__Work instruction__: Substitute "coarse mask" for "rough mask" in the part that runs from the start of the records through the line containing "box: [279, 375, 289, 403]", keeping everything else the same. Give back only those lines, without the pictures.

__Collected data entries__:

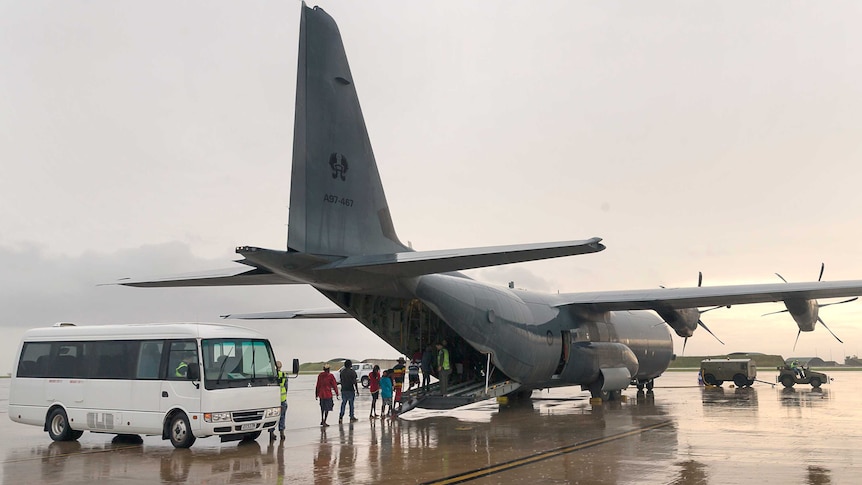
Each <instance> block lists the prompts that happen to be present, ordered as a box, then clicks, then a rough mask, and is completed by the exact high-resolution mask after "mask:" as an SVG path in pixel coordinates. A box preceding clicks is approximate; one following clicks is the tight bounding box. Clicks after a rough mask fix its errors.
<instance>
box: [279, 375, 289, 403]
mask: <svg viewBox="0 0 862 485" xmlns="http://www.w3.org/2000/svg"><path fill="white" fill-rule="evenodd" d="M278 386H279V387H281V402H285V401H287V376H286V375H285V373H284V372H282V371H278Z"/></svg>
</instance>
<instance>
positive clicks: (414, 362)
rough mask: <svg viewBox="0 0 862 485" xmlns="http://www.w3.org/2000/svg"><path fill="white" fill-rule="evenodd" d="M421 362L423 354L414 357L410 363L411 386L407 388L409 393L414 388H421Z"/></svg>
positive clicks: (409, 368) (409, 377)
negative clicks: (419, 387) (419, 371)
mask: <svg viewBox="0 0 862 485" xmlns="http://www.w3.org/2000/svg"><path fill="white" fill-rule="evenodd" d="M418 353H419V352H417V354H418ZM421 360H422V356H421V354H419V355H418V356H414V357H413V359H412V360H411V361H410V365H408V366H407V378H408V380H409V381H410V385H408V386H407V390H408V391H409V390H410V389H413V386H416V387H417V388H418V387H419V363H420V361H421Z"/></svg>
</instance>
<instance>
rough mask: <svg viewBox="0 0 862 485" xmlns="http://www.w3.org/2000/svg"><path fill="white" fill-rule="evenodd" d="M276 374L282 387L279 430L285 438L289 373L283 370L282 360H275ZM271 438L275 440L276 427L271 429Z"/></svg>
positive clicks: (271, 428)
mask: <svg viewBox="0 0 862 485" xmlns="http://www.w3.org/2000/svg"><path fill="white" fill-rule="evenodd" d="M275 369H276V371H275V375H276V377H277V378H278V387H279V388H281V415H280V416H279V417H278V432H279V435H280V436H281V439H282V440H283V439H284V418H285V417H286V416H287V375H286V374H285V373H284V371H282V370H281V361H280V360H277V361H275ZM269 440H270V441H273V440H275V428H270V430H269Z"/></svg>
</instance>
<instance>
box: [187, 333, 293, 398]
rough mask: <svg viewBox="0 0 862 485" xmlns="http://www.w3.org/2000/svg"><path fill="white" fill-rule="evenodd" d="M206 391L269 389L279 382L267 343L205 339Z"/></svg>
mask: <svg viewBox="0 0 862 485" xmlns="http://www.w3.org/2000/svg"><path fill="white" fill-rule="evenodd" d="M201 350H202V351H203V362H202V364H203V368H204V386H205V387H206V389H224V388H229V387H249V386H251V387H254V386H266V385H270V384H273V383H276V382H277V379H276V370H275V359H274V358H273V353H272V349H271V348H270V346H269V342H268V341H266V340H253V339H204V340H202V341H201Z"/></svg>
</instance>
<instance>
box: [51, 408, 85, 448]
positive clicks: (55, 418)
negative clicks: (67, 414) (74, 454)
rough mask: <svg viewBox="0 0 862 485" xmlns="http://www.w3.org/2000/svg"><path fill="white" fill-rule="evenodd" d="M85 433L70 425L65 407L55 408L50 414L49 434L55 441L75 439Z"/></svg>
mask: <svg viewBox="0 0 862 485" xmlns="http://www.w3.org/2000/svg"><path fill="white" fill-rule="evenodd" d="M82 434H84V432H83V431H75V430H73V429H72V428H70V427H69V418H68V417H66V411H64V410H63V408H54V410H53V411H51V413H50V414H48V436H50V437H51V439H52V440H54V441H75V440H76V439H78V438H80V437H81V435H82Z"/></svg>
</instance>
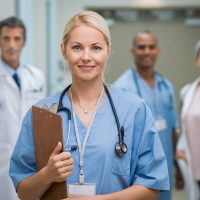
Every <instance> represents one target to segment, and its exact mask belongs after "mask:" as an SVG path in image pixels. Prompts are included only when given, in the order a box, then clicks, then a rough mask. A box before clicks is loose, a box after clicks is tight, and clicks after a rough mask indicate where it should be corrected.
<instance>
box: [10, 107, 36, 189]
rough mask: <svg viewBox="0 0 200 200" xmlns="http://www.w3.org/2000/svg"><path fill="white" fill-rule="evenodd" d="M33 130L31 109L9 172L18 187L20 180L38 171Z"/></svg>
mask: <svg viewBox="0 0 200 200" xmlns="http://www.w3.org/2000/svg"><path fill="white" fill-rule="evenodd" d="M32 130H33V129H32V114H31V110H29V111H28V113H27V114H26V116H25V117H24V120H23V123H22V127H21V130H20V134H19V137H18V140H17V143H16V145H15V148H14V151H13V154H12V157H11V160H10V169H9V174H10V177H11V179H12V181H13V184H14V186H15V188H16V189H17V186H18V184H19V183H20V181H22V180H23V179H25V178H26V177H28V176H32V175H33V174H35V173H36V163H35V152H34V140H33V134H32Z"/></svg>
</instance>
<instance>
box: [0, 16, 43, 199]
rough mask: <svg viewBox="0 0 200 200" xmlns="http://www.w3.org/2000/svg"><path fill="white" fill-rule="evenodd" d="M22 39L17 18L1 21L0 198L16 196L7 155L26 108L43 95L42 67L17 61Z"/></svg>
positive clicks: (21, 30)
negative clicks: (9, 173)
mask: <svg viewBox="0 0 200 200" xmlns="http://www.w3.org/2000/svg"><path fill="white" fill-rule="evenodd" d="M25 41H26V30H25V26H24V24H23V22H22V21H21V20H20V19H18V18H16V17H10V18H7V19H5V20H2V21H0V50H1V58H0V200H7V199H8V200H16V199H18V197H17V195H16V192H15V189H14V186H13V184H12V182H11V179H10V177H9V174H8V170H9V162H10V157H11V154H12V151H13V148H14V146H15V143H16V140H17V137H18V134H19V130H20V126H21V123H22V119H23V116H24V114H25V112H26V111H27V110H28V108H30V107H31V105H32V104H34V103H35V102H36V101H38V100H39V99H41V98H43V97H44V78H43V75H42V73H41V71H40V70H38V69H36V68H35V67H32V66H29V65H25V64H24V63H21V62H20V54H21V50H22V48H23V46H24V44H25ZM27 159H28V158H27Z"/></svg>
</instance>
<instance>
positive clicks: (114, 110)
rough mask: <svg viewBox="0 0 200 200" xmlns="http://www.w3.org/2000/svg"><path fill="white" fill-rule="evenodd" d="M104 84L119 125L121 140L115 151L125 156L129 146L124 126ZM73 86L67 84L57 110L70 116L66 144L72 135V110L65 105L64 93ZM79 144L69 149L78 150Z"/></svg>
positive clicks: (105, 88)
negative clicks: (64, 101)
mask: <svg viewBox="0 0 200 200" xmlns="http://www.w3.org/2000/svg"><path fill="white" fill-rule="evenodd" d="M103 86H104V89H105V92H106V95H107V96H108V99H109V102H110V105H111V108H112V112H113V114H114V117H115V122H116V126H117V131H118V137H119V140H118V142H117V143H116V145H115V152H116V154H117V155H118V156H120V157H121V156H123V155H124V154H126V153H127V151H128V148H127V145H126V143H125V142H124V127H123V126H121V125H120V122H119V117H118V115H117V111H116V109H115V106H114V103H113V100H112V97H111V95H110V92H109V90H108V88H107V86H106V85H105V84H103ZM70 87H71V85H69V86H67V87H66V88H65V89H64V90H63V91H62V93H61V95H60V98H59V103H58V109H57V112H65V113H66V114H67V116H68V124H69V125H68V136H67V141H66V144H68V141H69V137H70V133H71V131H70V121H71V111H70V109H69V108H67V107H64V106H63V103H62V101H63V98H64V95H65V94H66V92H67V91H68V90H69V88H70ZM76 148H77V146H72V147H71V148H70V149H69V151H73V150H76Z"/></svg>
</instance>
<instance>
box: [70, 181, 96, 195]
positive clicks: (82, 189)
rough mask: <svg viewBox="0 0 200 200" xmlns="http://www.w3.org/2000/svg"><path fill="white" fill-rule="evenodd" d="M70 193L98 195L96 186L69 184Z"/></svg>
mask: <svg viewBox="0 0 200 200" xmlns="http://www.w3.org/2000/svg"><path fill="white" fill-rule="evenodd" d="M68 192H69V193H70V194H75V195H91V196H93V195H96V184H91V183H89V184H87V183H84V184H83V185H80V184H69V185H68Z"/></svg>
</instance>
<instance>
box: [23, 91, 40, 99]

__Task answer__:
Each <instance> block lists the prompts that happen to be present, ordered as a box, then clicks, then a coarse mask, and is completed by the exact high-resolution mask after "mask:" as an SVG path in pixel coordinates. A box preceding clicks is approximate; one following clicks is the tight bounding box. Clicks after a coarse mask fix its errors.
<instance>
box: [279, 375, 289, 403]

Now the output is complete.